Material to process:
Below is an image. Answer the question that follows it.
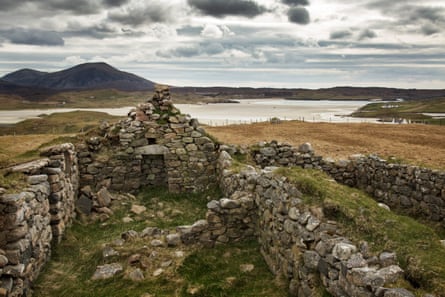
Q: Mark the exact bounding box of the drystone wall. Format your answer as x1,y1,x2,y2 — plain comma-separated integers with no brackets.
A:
0,144,79,297
251,142,445,227
213,152,414,297
77,87,218,200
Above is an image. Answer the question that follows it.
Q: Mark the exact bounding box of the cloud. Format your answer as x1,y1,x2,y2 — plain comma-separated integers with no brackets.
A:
37,0,101,15
281,0,309,6
103,0,130,7
287,6,311,25
358,29,377,40
201,24,235,38
0,28,65,46
420,23,440,36
329,30,352,39
63,21,120,39
187,0,266,18
108,1,172,26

What is asked: Rewrite the listing above with every "bounding box" changed to "enclosing rectangle", leaving all other text untouched. Omit the pictures.

Result of this task:
Below is an image. Answer the question that follows it.
Q: Mark the exact enclosing rectangle of the drystone wall. Format your answer as x1,y1,x2,y2 — plain comma-separated integers with no brackets.
A:
0,144,79,297
251,142,445,227
213,152,414,297
77,87,218,200
Above is an image. Answer the question that follows it.
Q: Mark the exact enclosing rectangle of the cloud. Format your answer as x1,y1,x2,y2 — plain comma-separated integers with no brackets.
A:
37,0,101,15
281,0,309,6
103,0,130,7
287,6,311,25
358,29,377,40
201,24,235,38
0,28,65,46
420,23,440,36
329,30,352,39
63,21,120,39
187,0,266,18
108,1,172,26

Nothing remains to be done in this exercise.